**Texte fourni:**
====

Une gestion quasiment impossible manuellement aujourd’hui qui oblige à recourir à l’automatisation. Ce qui implique « un partenariat étroit entre les différentes parties dans les échanges technologiques pour garantir l’interaction des applications ». Echanges qui passent par le recours massif aux API, essentiellement.

Automatiser au maximum

Ce n’est pas Valérie Lourme qui le contredira. « Sécuriser la donnée par le design sans briser le business et à coût acceptable est un enjeu d’une extrême complexité. Difficile de le faire manuellement, considère la consultante Industry Senior chez Teradata. Il faut automatiser tout ce qui peut l’être. »

Le spécialiste de l’entreposage de données propose une démarche d’évaluation des besoins en cartographiant la donnée de sa source à l’usage afin de mettre en œuvre une stratégie. Un mal pour un bien puisque cette démarche pousse à « simplifier, rationaliser la gestion de la donnée, éviter les redondances inutiles [quitte à] supprimer des données ». Bref, « mieux urbaniser le système de données ».

C’est justement sur le côté du système où la donnée est la plus utilisée, à savoir le poste de travail, qu’elle est le plus à risque. « Car utilisée », souligne Bastien Bobe.

Pour l’ingénieur avant-vente, expert sécurité chez Ivanti, spécialiste de la sécurité applicative, la sécurisation de la donnée passe par la classification des applications et la gestion des droits d’utilisateurs à exploiter la donnée, y compris en mobilité.

« Les DSI ont du mal à savoir qui a besoin de la donnée, si elle peut être sortie de l’entreprise et comment la sécuriser ». Une problématique à laquelle peuvent répondre les solutions de gestion des identités.

Le casse-tête du droit à l’oubli

Outre la sécurisation de la donnée, se pose également la question du droit à l’oubli. Comment être sûr de supprimer des données personnelles à la demande d’un citoyen face au phénomène de duplication et redondance à travers les différents prestataires ?

Pour Jean-François Marie (NetApp), qui s’appuie sur l’exemple de l’Estonie, pays qui a instauré l’e-citoyenneté, « la traçabilité [de la donnée] est peut-être la solution. Quand on a une seule source, c’est plus facile pour appliquer le droit à l’oubli ».

Mais « avoir une version unique de la donnée est impossible, juge Valérie Lourme (Teradata), c’est l’usage de la donnée qui importe pour garantir la cohérence du SI pour accéder à la données où qu’elle soit ».

Néanmoins, aux yeux de Bastien Bobe (Ivanti), la traçabilité reste incontournable face aux obligations déclaratives en cas de fuites de données induites dans le GRPD. « Savoir quelles données ont été perdues impose leur traçabilité. »

De son côté, Fabien Gautier considère que le RGPD s’inscrit comme une opportunité de « rationaliser et faire le ménage ». Et de citer l’exemple d’un client du secteur pharmaceutique qui a supprimé 30 à 40% de ses 230 applications dans le cadre de sa mise en conformité avec le règlement européen. « C’est un point positif. »

Du positif, Olivier Iteanu en voit aussi. Pour lui, « l’objectif est vertueux et l’Europe montre la voie » au reste du monde. L’avocat rappelle que, à travers le RGPD, la donnée reste la propriété de l’utilisateur. Sur ce point, il considère « qu’on est en avance sur les Etats-Unis car la confiance ne peut pas se faire sans ce concept de propriété personnelle ».

Tout en poursuivant : « Nous avons intérêt à concilier l’Europe, les Etats-Unis et la Chine pour aller vers la confiance ». Il ne reste plus qu’à en convaincre les entreprises.

====

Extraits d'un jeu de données
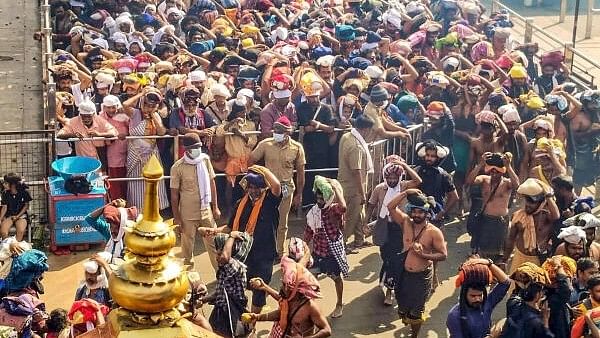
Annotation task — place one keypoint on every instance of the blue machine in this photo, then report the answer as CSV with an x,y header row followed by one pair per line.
x,y
68,211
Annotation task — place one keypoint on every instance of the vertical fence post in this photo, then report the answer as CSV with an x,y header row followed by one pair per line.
x,y
528,38
589,20
569,55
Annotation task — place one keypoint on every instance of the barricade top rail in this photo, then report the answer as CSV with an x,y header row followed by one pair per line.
x,y
410,129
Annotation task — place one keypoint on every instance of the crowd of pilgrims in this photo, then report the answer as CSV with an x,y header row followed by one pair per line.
x,y
269,107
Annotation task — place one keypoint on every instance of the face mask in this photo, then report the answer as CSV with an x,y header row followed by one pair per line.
x,y
278,137
195,153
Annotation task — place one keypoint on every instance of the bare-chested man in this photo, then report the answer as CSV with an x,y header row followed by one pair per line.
x,y
514,141
423,244
489,226
531,227
301,316
585,132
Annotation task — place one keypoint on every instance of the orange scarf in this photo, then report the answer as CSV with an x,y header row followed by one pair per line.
x,y
251,225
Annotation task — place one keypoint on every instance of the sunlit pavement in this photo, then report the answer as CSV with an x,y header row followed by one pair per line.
x,y
364,312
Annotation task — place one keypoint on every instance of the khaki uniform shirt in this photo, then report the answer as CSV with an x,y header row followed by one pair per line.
x,y
184,178
351,157
280,159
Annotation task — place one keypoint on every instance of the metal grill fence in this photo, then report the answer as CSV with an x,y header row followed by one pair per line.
x,y
29,155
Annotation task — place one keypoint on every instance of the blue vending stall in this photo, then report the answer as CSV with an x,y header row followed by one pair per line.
x,y
68,210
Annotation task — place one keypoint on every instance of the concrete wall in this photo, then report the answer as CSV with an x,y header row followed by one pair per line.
x,y
20,66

====

**Actions à mener:**
(1) Répondez à ces questions sur le texte fourni :
(a) Dans quelle entreprise Bastien Bobe est-il ingénieur avant-vente ?
(b) Quel pays Jean-François Marie prend-il en exemple ?
(c) Combien d'applications comptait le client du secteur pharmaceutique cité par Fabien Gautier ?
(2) Extrayez du texte fourni tout le passage qui va de « Du positif, Olivier » jusqu'à « convaincre les entreprises. ».

**Liste des solutions:**
(1)
(a) Ivanti
(b) L'Estonie
(c) 230

(2)
Du positif, Olivier Iteanu en voit aussi. Pour lui, « l’objectif est vertueux et l’Europe montre la voie » au reste du monde. L’avocat rappelle que, à travers le RGPD, la donnée reste la propriété de l’utilisateur. Sur ce point, il considère « qu’on est en avance sur les Etats-Unis car la confiance ne peut pas se faire sans ce concept de propriété personnelle ».

Tout en poursuivant : « Nous avons intérêt à concilier l’Europe, les Etats-Unis et la Chine pour aller vers la confiance ». Il ne reste plus qu’à en convaincre les entreprises.